*Stated exercise 1*
Render this sentence from the theater review below into Spanish: "Billy Crystal was warmly enthralling as he shared stories about growing up with his colorful family on Long Island."
*Stated exercise 2*
Reproduce the passage of the theater review below starting with "December 30th, 2013Written" and going on through "on Long Island.".

*Page*
######
December 30th, 2013Written by: Rohan Preston Published by: Star Tribune
One-person shows are difficult to pull off, but when they succeed, they can be as absorbing and transporting as the biggest blockbuster musical. Solo shows claim half the spots on this list of the best Twin Cities productions I saw in 2013.
1. “700 Sundays,” Orpheum. Billy Crystal was warmly enthralling as he shared stories about growing up with his colorful family on Long Island.
2. “An Iliad,” Guthrie. Actor Stephen Yoakam was by turns mad, magisterial and wracked in Lisa Peterson and Denis O’Hare’s adaptation of Homer’s epic. The veteran performer brought poetry and pathos to the drama as he exposed the gnarly souls of a myriad of warriors, parents and royals.
3. “A Brown Tale,” Penumbra Theatre. Actor-performer James T. Alfred was wittily captivating as he limned his journey from the projects of Chicago to Harvard. Director Lou Bellamy elicited revelatory humor from Alfred.
4. “Jamaica, Farewell,” Penumbra Theatre. Writer-performer Debra Ehrhardt enacted her gripping story of travel and escape in this show that shares a title with a languid song. Ehrhardt, a newcomer to the Twin Cities stage, delivered with lissome gusto.
5. “Misterman,” Frank Theatre. The final one-person show on the list is Enda Walsh’s “Misterman,” which was expertly directed by Wendy Knox and starred John Catron as a self-righteous Irishman who, beneath his physical haughtiness, is spiritually and psychically broken.
######
*Annotation data for object locations*
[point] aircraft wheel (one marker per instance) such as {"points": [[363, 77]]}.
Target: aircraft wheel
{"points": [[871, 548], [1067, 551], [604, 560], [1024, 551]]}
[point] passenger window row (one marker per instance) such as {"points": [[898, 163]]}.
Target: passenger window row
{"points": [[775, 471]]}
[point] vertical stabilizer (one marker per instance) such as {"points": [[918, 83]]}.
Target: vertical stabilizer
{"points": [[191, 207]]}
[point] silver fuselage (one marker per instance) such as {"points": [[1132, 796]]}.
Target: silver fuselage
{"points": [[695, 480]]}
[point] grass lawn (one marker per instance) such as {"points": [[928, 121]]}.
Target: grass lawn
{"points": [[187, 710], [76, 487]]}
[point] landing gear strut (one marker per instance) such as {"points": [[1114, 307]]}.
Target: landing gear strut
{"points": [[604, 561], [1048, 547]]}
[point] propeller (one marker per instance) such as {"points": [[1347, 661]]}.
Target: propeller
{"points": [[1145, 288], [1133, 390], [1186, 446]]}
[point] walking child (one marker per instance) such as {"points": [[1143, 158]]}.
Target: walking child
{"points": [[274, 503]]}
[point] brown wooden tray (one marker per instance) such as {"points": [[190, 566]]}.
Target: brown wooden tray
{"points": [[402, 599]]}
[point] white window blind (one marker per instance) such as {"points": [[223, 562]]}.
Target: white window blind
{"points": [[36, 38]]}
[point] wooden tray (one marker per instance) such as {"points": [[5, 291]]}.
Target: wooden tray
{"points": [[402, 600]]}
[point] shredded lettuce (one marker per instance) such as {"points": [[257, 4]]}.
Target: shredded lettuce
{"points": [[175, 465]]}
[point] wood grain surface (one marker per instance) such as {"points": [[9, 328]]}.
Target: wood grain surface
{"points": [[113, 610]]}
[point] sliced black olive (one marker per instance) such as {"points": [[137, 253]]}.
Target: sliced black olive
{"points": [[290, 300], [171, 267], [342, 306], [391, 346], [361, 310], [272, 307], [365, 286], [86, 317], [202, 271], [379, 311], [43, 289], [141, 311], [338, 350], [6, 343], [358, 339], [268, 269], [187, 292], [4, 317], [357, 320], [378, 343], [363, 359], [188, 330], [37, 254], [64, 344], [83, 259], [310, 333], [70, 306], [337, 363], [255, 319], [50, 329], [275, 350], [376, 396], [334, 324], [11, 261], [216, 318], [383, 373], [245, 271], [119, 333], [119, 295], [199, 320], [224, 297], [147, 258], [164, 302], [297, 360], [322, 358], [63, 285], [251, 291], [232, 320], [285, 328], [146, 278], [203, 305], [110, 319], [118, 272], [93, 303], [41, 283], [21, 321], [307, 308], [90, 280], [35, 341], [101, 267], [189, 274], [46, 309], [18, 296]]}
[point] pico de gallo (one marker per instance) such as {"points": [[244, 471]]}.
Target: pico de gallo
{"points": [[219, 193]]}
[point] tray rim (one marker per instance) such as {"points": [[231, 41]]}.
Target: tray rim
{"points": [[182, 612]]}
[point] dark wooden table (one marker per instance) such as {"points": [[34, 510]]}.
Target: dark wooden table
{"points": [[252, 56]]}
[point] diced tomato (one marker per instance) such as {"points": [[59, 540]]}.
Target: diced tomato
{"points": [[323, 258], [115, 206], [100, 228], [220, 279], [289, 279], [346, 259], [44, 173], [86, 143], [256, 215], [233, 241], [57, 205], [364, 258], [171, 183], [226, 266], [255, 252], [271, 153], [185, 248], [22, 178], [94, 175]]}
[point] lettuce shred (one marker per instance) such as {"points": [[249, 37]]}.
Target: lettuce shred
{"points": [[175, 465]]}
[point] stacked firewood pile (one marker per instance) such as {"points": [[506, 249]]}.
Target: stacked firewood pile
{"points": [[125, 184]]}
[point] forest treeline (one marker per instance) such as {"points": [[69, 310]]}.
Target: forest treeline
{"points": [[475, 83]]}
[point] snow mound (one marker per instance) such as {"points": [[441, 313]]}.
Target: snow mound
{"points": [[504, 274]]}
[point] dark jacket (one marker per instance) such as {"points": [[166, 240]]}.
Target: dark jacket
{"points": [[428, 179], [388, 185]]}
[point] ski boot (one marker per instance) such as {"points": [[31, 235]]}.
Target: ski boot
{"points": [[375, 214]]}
######
*Full answer 1*
Billy Crystal resultó cálidamente cautivador al compartir historias sobre cómo creció con su pintoresca familia en Long Island.

*Full answer 2*
December 30th, 2013Written by: Rohan Preston Published by: Star Tribune
One-person shows are difficult to pull off, but when they succeed, they can be as absorbing and transporting as the biggest blockbuster musical. Solo shows claim half the spots on this list of the best Twin Cities productions I saw in 2013.
1. “700 Sundays,” Orpheum. Billy Crystal was warmly enthralling as he shared stories about growing up with his colorful family on Long Island.